• **Written exercise**: Leave out the pictures and copy everything else in the entries exactly.

• **Supplied entries**:
-- start --
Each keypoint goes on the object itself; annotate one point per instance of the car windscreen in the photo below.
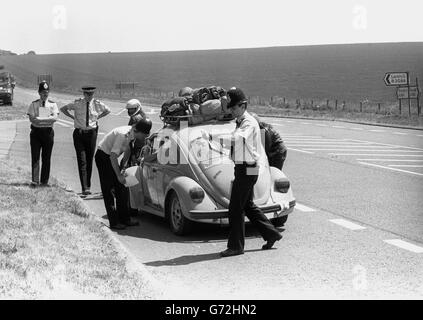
(208, 150)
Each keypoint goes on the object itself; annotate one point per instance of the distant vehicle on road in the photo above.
(187, 174)
(7, 86)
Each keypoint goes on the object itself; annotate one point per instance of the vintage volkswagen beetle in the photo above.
(186, 175)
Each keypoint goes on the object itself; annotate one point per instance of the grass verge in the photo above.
(51, 249)
(15, 112)
(333, 115)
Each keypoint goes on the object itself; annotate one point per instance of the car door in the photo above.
(149, 169)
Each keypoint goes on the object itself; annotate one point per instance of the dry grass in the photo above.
(50, 249)
(387, 118)
(15, 112)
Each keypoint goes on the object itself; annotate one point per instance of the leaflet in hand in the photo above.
(43, 113)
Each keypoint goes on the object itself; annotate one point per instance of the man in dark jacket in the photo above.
(275, 148)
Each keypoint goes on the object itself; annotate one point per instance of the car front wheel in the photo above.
(179, 224)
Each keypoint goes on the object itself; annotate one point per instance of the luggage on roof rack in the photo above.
(203, 105)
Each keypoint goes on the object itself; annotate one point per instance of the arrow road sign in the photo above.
(402, 93)
(396, 78)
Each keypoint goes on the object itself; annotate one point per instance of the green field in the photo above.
(352, 73)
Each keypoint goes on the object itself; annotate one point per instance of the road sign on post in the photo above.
(396, 78)
(402, 92)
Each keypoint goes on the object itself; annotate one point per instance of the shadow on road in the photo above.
(157, 229)
(184, 260)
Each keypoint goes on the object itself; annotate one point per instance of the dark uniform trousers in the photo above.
(84, 142)
(277, 159)
(241, 204)
(111, 189)
(41, 140)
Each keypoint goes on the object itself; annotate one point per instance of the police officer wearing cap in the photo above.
(86, 113)
(245, 153)
(276, 150)
(113, 145)
(135, 113)
(42, 114)
(134, 108)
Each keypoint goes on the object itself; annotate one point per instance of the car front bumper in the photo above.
(5, 96)
(223, 213)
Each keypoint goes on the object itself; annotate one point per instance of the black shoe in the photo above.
(118, 226)
(269, 244)
(131, 223)
(33, 184)
(231, 252)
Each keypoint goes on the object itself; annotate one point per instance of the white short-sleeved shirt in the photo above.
(247, 140)
(79, 107)
(117, 140)
(50, 109)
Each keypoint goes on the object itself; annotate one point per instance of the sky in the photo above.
(80, 26)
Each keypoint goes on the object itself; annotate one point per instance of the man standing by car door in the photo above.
(273, 144)
(86, 113)
(245, 153)
(42, 115)
(115, 143)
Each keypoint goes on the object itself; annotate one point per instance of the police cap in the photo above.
(43, 86)
(88, 89)
(236, 96)
(133, 104)
(143, 125)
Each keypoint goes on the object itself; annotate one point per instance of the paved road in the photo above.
(356, 233)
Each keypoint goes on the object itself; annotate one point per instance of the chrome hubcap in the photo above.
(176, 213)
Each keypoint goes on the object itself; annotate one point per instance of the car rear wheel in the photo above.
(179, 224)
(280, 221)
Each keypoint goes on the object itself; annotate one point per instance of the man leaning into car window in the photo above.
(245, 153)
(112, 180)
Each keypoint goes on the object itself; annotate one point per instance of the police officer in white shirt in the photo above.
(86, 113)
(246, 153)
(42, 115)
(114, 144)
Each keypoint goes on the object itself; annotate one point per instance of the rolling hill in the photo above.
(352, 72)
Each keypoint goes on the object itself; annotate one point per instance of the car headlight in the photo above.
(282, 185)
(196, 194)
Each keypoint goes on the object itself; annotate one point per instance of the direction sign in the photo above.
(395, 78)
(402, 93)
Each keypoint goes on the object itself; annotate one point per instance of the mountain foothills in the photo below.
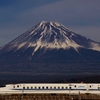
(49, 50)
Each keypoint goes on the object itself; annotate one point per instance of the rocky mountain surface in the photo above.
(47, 51)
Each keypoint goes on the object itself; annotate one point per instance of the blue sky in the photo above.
(17, 16)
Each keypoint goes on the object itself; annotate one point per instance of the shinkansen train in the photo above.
(66, 88)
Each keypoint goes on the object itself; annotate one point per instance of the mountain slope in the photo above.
(49, 50)
(50, 35)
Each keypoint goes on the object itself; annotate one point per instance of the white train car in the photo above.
(67, 88)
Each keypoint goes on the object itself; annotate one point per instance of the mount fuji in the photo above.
(50, 49)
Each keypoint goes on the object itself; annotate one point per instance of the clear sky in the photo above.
(17, 16)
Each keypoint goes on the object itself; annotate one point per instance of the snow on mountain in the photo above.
(50, 35)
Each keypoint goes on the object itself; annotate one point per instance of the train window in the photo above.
(43, 87)
(23, 87)
(62, 87)
(58, 87)
(54, 87)
(13, 86)
(47, 87)
(50, 87)
(99, 88)
(17, 85)
(39, 88)
(31, 87)
(70, 87)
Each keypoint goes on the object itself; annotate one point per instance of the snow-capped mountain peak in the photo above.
(51, 35)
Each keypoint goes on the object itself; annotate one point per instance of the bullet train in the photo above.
(62, 88)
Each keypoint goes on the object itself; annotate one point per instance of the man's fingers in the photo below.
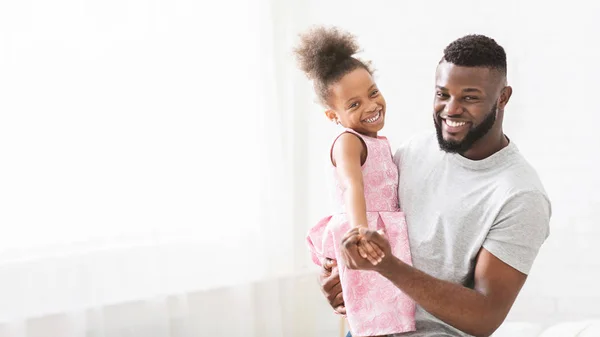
(328, 264)
(362, 252)
(374, 236)
(378, 250)
(372, 251)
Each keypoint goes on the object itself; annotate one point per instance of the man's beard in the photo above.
(474, 134)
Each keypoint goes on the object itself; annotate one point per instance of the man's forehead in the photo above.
(450, 74)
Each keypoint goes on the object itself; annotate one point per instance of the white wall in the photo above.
(553, 54)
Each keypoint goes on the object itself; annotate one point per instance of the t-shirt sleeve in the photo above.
(520, 229)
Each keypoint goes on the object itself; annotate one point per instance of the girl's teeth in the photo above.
(374, 118)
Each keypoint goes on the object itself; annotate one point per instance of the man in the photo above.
(477, 212)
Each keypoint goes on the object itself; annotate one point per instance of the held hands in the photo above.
(365, 249)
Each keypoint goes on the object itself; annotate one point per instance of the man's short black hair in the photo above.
(476, 51)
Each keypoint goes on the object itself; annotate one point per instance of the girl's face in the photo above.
(356, 103)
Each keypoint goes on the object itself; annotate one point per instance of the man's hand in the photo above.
(329, 279)
(350, 248)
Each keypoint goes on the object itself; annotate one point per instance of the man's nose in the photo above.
(452, 108)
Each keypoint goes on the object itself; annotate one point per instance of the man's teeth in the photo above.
(454, 124)
(374, 118)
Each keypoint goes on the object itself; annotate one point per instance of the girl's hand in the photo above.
(349, 249)
(369, 250)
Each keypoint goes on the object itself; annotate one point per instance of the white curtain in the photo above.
(149, 177)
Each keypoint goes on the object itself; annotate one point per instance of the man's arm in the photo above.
(478, 311)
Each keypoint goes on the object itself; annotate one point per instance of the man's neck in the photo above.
(487, 146)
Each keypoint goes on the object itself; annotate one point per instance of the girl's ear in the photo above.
(332, 116)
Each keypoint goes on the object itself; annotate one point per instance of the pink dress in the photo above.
(374, 306)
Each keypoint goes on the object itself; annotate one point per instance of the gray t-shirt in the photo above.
(454, 206)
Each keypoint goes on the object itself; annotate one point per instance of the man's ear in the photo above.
(504, 97)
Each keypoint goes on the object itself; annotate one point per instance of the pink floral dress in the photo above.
(374, 306)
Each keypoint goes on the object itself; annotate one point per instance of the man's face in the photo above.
(465, 105)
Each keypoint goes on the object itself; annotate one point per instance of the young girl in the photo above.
(366, 181)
-- end --
• **Solution to the problem**:
Each keypoint goes on the object itself; annotate one point per instance of the car windscreen in the photo below.
(208, 150)
Each keypoint goes on the object itself; annotate one point per instance of the distant vehicle on road in the photo above.
(187, 174)
(7, 86)
Each keypoint goes on the object itself; annotate one point per instance of the vintage volkswagen beetle in the photo above.
(186, 175)
Each keypoint goes on the object itself; annotate one point per instance of the grass verge in the photo above.
(51, 249)
(15, 112)
(333, 115)
Each keypoint goes on the object itself; annotate one point per instance of the car door in the photo above.
(149, 169)
Each keypoint goes on the object itself; annotate one point per instance of the dry grass in the photo above.
(50, 249)
(387, 118)
(15, 112)
Each keypoint goes on the object itself; annotate one point per instance of the leaflet in hand in the photo above.
(43, 113)
Each keypoint goes on the object itself; annotate one point per instance of the man in dark jacket in the photo above.
(275, 148)
Each keypoint goes on the object itself; annotate one point per instance of the car front wheel in the photo above.
(179, 224)
Each keypoint goes on the object itself; annotate one point per instance of the luggage on roof rack in the photo above.
(203, 105)
Each keypoint goes on the object itself; annotate one point per instance of the arrow road sign in the photo above.
(402, 93)
(396, 78)
Each keypoint goes on the object itself; annotate one point per instance of the green field in the photo above.
(352, 73)
Each keypoint goes on the object itself; annotate one point per instance of the road sign on post in the photo above.
(396, 78)
(402, 92)
Each keypoint goes on the object itself; annotate one point per instance of the shadow on road in the photo above.
(157, 229)
(184, 260)
Each keypoint goes on the object itself; annotate one point per instance of the dark uniform trousers in the photo above.
(84, 142)
(277, 159)
(241, 204)
(111, 189)
(41, 140)
Each keypoint goes on the object itself; annotate one point per instance of the police officer wearing cap in the photo above.
(86, 113)
(245, 153)
(276, 150)
(113, 145)
(135, 113)
(42, 114)
(134, 108)
Each keypoint goes on the object itself; annotate one point per instance of the car front bumper in the photo above.
(5, 96)
(223, 213)
Each keypoint goes on the object itself; annotate one point per instance of the black shoe in the photo above.
(118, 226)
(269, 244)
(131, 223)
(33, 184)
(231, 252)
Each keypoint goes on the object itself; annotate one point per instance of the white short-sleeved shirt in the photo above.
(247, 140)
(79, 107)
(117, 140)
(50, 109)
Each keypoint goes on the object itself; annotate one point per instance of the sky in the photo above.
(80, 26)
Each keypoint goes on the object itself; annotate one point per instance of the man standing by car door in the photo above.
(273, 144)
(86, 113)
(245, 153)
(42, 115)
(115, 143)
Each keypoint goes on the object itself; annotate one point per instance of the police cap in the photo above.
(43, 86)
(88, 89)
(236, 96)
(133, 104)
(143, 125)
Each keypoint goes on the object itself; annotate one point per instance of the paved road in the photo above.
(356, 233)
Each keypoint goes on the object itself; annotate one point per instance of the chrome hubcap in the photo above.
(176, 213)
Each keypoint goes on the object itself; annotate one point per instance of the car rear wheel in the photo above.
(179, 224)
(280, 221)
Each keypoint goes on the object itself; annotate one point per instance of the man leaning into car window in the photo above.
(245, 153)
(112, 180)
Each keypoint goes on the object itself; annotate one point per instance of the police officer in white shirt in the photo above.
(86, 113)
(246, 153)
(42, 115)
(114, 144)
Each keypoint goes on the object itself; annotate one point per instance of the rolling hill in the photo above.
(352, 72)
Each keypoint goes on the object itself; annotate one point per instance of the car headlight in the photo above.
(282, 185)
(196, 194)
Each keypoint goes on the object itself; annotate one point per instance of the direction sign in the photo above.
(395, 78)
(402, 93)
Each keypoint goes on the object itself; annotate one point per instance of the mountain foothills in the photo below.
(49, 50)
Each keypoint goes on the object itself; annotate one point per instance of the rocky mountain surface in the photo above.
(47, 51)
Each keypoint goes on the object itself; annotate one point per instance of the blue sky in the photo above.
(17, 16)
Each keypoint goes on the object itself; annotate one point per instance of the shinkansen train in the photo above.
(66, 88)
Each keypoint goes on the object itself; annotate one point per instance of the mountain slope in the photo above.
(49, 50)
(50, 35)
Each keypoint goes on the object itself; annotate one point per instance of the white train car in the photo above.
(67, 88)
Each keypoint goes on the object itself; annotate one point per instance of the mount fuji in the photo above.
(50, 49)
Each keypoint goes on the object itself; annotate one point per instance of the clear sky in the photo above.
(17, 16)
Each keypoint goes on the object itself; annotate one point per instance of the snow on mountain in the photo above.
(50, 35)
Each keypoint goes on the object itself; annotate one point per instance of the train window in the photo above.
(43, 87)
(23, 87)
(62, 87)
(58, 87)
(54, 87)
(13, 86)
(47, 87)
(50, 87)
(99, 88)
(17, 85)
(39, 88)
(31, 87)
(70, 87)
Each keypoint goes on the object itself; annotate one point per instance of the snow-capped mountain peak in the photo above.
(51, 35)
Each keypoint goes on the object itself; annotate one point per instance of the bullet train in the photo above.
(62, 88)
Each keypoint goes on the object itself; annotate one point per instance of the man's fingers in the photo below.
(328, 264)
(362, 252)
(374, 236)
(378, 250)
(372, 251)
Each keypoint goes on the object itself; annotate one point per instance of the man's beard in the photo above.
(474, 134)
Each keypoint goes on the object itself; annotate one point per instance of the man's forehead in the photo above.
(450, 74)
Each keypoint goes on the object itself; annotate one point per instance of the white wall in the photo above.
(553, 54)
Each keypoint goes on the object itself; annotate one point per instance of the t-shirt sleeve in the photo above.
(520, 229)
Each keypoint goes on the object itself; annotate one point per instance of the girl's teeth in the photo above.
(374, 118)
Each keypoint goes on the object itself; annotate one point per instance of the man in the photo above.
(477, 212)
Each keypoint goes on the object itself; annotate one point per instance of the held hands in the photo above.
(365, 249)
Each keypoint goes on the object itself; annotate one point per instance of the man's short black hair in the photo above.
(476, 51)
Each keypoint goes on the object itself; annotate one point per instance of the girl's face in the photo above.
(356, 103)
Each keypoint goes on the object itself; annotate one point per instance of the man's hand in the photo above.
(329, 279)
(350, 248)
Each keypoint goes on the object itself; annotate one point per instance of the man's nose in the photo above.
(452, 108)
Each keypoint goes on the object itself; annotate one point per instance of the man's teeth in the photo above.
(454, 124)
(374, 118)
Each keypoint goes on the object itself; annotate one point per instance of the girl's hand in the photo above.
(349, 249)
(369, 250)
Each keypoint goes on the object itself; annotate one point per instance of the white curtain in the photo above.
(149, 177)
Each keypoint goes on the object itself; annotate one point per instance of the man's arm in the photo above.
(478, 311)
Each keypoint goes on the object itself; annotate one point per instance of the man's neck in the photo above.
(487, 146)
Each keypoint goes on the object itself; annotate one point per instance of the girl's ear in the photo above.
(332, 116)
Each keypoint goes on the object itself; annotate one point per instance of the pink dress in the photo above.
(374, 306)
Each keypoint goes on the object itself; annotate one point per instance of the gray t-shirt in the photo above.
(454, 206)
Each keypoint goes on the object itself; annotate one point per instance of the man's ear in the photo above.
(504, 97)
Each keypoint goes on the object itself; annotate one point per instance of the pink floral dress in the photo above.
(374, 306)
Each keypoint goes on the object itself; annotate one point per instance of the man's face in the photo above.
(465, 105)
Each keypoint goes on the object itself; annotate one point per instance of the young girl in the photo above.
(366, 181)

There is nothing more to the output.